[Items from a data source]
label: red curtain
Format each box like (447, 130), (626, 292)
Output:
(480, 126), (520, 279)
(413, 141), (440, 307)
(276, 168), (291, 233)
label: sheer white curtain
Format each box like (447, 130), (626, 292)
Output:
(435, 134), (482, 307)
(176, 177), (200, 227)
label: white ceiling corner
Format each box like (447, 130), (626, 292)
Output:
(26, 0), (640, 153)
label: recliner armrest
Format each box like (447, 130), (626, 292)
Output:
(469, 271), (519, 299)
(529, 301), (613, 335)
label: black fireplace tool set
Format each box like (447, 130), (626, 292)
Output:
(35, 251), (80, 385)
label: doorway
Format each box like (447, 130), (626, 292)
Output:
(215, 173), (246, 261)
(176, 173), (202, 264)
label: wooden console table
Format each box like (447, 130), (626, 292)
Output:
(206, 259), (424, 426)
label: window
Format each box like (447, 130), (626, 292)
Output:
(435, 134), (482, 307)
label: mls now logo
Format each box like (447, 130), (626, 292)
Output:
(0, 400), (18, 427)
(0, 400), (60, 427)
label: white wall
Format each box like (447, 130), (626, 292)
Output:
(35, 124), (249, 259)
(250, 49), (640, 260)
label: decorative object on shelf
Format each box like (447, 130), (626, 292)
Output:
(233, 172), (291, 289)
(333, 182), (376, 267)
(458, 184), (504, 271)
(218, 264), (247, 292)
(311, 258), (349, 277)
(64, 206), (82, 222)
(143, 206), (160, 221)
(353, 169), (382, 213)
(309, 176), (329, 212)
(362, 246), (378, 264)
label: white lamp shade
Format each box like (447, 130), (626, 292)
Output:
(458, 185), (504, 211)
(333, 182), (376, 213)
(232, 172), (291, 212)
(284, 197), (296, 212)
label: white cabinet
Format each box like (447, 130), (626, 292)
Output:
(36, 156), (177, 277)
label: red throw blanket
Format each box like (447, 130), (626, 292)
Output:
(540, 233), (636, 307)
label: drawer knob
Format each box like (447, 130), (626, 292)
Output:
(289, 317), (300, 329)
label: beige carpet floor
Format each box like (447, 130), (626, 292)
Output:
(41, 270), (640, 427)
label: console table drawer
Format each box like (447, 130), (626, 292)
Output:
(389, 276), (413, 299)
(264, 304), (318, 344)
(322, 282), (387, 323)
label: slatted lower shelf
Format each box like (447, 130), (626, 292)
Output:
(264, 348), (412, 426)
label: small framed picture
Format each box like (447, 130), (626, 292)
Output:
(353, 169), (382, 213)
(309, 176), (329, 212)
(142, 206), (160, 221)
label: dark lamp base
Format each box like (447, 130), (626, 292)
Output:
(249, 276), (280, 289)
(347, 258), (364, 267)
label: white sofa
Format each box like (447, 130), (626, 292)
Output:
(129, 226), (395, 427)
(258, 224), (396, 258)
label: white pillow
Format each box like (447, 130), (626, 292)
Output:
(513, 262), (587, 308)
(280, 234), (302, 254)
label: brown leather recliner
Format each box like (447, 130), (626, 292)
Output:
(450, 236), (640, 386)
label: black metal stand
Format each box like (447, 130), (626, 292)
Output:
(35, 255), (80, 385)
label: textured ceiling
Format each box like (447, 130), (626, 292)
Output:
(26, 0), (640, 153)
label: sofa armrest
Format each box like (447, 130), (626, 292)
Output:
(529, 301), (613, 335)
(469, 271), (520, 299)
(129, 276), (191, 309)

## [Task goal]
Rewrite these lines with every "recliner" changed to "armchair", leaving everything else the same.

## [Result]
label: red curtain
Format each box like (447, 130), (626, 292)
Output:
(480, 126), (520, 279)
(413, 141), (440, 307)
(276, 168), (291, 233)
label: sheer white curtain
Format each box like (447, 130), (626, 292)
Output:
(435, 134), (482, 307)
(176, 177), (200, 227)
label: white ceiling corner
Format each box like (447, 130), (626, 292)
Output:
(26, 0), (640, 153)
label: armchair armrest
Format each box like (447, 130), (626, 292)
Output:
(469, 271), (519, 299)
(529, 301), (613, 335)
label: black fireplace tool set
Format each box like (447, 130), (626, 292)
Output:
(35, 251), (80, 385)
label: doorway
Format each box like (447, 130), (626, 292)
Output:
(215, 173), (246, 261)
(176, 173), (202, 264)
label: wooden console table
Format each box like (447, 130), (626, 292)
Output:
(206, 259), (424, 426)
label: window
Format each box like (447, 130), (626, 292)
Output:
(435, 134), (482, 307)
label: mls now logo
Format each box like (447, 130), (626, 292)
Output:
(0, 400), (18, 427)
(0, 400), (60, 427)
label: white wall
Format each box like (447, 130), (626, 292)
Output:
(35, 124), (249, 259)
(250, 49), (640, 260)
label: decorative object on shelf
Format each box like (447, 130), (626, 292)
Output:
(233, 172), (291, 289)
(333, 182), (376, 267)
(458, 184), (504, 271)
(218, 264), (247, 292)
(311, 258), (349, 277)
(64, 206), (82, 222)
(143, 206), (160, 221)
(353, 169), (382, 213)
(309, 176), (329, 212)
(362, 246), (378, 264)
label: white lamp shade
Format each box like (447, 130), (626, 292)
Output:
(458, 185), (504, 211)
(333, 182), (376, 213)
(232, 172), (291, 212)
(284, 197), (296, 212)
label: white cabinet
Format each box like (447, 130), (626, 292)
Output:
(36, 156), (177, 277)
label: red throw blanket
Format each box like (447, 130), (626, 292)
Output:
(540, 233), (636, 307)
label: drawer knob
Format each box like (447, 130), (626, 292)
Output:
(289, 317), (300, 329)
label: beige carpet floor
Format each box like (447, 130), (626, 292)
Output:
(41, 270), (640, 427)
label: console table drawer
Format each box like (447, 130), (626, 292)
Output:
(389, 276), (413, 299)
(264, 304), (318, 344)
(322, 282), (387, 323)
label: slatted lower shelf
Format each box like (447, 130), (626, 292)
Output:
(264, 348), (412, 426)
label: small framed picture
Format each box like (447, 130), (626, 292)
Output:
(353, 169), (382, 213)
(309, 176), (329, 212)
(142, 206), (160, 221)
label: dark lamp base
Format each box like (447, 130), (626, 292)
Output:
(249, 276), (280, 289)
(347, 258), (364, 267)
label: white sofa
Format each box like (447, 130), (626, 292)
Output:
(129, 226), (395, 427)
(258, 224), (396, 258)
label: white pillow
Format each box like (447, 130), (626, 292)
Output:
(513, 262), (587, 308)
(280, 234), (302, 254)
label: brown leather armchair
Format each box like (447, 130), (626, 292)
Output:
(450, 236), (640, 386)
label: black metal stand
Format each box like (447, 130), (626, 292)
Output:
(35, 255), (80, 385)
label: textured ceiling
Format each box like (447, 130), (626, 292)
Output:
(26, 0), (640, 153)
label: sofa armrest
Format each box like (447, 130), (626, 292)
Output:
(529, 301), (613, 335)
(469, 271), (520, 299)
(129, 276), (191, 309)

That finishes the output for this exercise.